Restituez mot pour mot le passage de l'extrait sur la transmission mémorielle allant de « Les formes de » jusqu'à « national, voire international. » inclus.

------ Extrait retenu ------

Les formes de transmission mémorielle des sociétés amérindiennes et minorisées ont alors une double dimension. D’une part, elles se construisent dans une matrice culturelle et sociale locale qui leur est propre. D’autre part, ces formes de transmission mémorielle sont aussi, pour beaucoup, désormais investies au sein d’un monde globalisé en tant que ressources mobilisables pour conforter une identité collective, voire de nouvelles formes d’indianité nécessaires pour se placer sur l’échiquier national, voire international.
L’analyse des configurations patrimoniales que l’on peut ainsi observer sur le terrain demande alors une élucidation de ces formes d’imposition et d’adaptation, mais aussi la compréhension de la manière dont les acteurs indigènes ont su, en retour, se réapproprier un droit à construire un discours propre sur leur culture et à l’instituer comme source d’une affirmation identitaire.

------ Section données ------

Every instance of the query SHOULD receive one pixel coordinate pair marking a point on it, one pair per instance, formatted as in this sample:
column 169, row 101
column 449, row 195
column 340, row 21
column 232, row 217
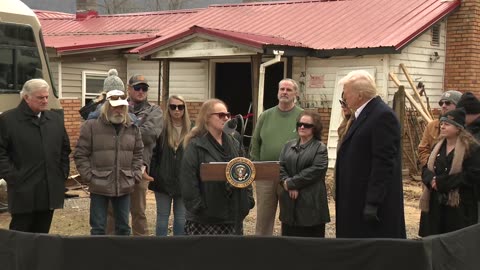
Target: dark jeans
column 301, row 231
column 98, row 214
column 35, row 222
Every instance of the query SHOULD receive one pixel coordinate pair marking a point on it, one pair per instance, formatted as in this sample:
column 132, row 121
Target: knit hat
column 117, row 98
column 452, row 96
column 455, row 117
column 470, row 103
column 113, row 82
column 137, row 79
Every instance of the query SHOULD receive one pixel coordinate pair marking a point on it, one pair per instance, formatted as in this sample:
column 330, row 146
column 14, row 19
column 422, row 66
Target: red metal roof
column 320, row 25
column 64, row 33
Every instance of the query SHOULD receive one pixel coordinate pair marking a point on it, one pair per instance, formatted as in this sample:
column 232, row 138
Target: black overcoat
column 368, row 171
column 33, row 159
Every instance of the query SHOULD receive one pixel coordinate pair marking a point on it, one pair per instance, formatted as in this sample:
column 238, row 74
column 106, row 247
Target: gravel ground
column 73, row 219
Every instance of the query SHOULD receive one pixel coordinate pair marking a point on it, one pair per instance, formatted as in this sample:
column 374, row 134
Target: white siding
column 188, row 79
column 328, row 68
column 72, row 74
column 417, row 58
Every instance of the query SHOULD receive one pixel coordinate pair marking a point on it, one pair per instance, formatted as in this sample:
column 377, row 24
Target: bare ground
column 73, row 219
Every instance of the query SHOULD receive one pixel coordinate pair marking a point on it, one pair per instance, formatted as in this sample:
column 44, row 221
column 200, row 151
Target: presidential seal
column 240, row 172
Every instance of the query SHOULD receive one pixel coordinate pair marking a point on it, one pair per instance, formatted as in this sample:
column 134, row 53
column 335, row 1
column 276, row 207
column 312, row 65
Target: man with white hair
column 369, row 192
column 109, row 157
column 34, row 149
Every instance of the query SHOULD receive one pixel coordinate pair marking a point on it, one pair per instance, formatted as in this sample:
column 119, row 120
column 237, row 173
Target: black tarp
column 23, row 251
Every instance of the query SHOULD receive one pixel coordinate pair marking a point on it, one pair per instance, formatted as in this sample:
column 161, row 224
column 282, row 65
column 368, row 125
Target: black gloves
column 370, row 214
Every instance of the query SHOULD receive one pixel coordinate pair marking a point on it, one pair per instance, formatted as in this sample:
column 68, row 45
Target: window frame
column 85, row 75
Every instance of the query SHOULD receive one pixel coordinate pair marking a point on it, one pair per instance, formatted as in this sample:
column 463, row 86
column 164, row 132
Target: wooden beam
column 414, row 88
column 256, row 61
column 411, row 99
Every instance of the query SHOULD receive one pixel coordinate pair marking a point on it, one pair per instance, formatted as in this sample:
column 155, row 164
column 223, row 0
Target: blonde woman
column 166, row 167
column 213, row 207
column 451, row 172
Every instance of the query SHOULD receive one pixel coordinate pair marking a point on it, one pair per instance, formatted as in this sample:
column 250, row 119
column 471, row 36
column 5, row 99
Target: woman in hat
column 165, row 166
column 303, row 165
column 449, row 202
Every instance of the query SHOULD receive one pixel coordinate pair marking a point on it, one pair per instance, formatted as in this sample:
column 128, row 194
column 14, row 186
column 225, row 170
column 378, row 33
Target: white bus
column 22, row 54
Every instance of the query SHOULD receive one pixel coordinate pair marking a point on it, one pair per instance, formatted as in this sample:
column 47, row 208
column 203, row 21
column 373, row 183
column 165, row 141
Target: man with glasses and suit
column 150, row 122
column 448, row 102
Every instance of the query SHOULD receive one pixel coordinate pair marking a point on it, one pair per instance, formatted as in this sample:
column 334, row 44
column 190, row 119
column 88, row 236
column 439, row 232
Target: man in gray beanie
column 113, row 82
column 447, row 102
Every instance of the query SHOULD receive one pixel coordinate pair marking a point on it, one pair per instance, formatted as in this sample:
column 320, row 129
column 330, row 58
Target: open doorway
column 233, row 85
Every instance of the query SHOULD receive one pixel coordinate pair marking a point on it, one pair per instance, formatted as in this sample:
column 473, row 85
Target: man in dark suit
column 369, row 192
column 34, row 149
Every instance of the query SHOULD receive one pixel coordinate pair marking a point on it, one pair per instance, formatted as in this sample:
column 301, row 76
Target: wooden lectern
column 265, row 170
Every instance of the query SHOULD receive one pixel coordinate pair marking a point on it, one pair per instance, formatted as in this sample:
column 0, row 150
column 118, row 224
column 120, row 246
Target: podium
column 267, row 170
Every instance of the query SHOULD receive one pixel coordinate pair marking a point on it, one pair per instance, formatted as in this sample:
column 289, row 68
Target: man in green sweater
column 274, row 128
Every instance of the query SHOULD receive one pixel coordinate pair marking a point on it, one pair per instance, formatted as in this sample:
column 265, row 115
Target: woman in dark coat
column 165, row 167
column 213, row 207
column 303, row 165
column 451, row 172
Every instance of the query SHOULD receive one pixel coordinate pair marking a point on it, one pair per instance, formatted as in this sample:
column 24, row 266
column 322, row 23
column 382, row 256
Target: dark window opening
column 436, row 35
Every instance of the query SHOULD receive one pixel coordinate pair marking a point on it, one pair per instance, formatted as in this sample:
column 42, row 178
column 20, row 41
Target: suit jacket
column 368, row 171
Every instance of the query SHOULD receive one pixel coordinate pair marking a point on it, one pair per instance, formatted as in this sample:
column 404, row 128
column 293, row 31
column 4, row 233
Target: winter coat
column 303, row 167
column 442, row 218
column 111, row 163
column 429, row 138
column 212, row 202
column 368, row 173
column 33, row 159
column 150, row 121
column 165, row 167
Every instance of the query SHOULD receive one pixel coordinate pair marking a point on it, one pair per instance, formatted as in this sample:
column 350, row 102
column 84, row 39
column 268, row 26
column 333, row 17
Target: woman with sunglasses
column 213, row 207
column 303, row 165
column 448, row 203
column 165, row 167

------

• Réponse:
Les formes de transmission mémorielle des sociétés amérindiennes et minorisées ont alors une double dimension. D’une part, elles se construisent dans une matrice culturelle et sociale locale qui leur est propre. D’autre part, ces formes de transmission mémorielle sont aussi, pour beaucoup, désormais investies au sein d’un monde globalisé en tant que ressources mobilisables pour conforter une identité collective, voire de nouvelles formes d’indianité nécessaires pour se placer sur l’échiquier national, voire international.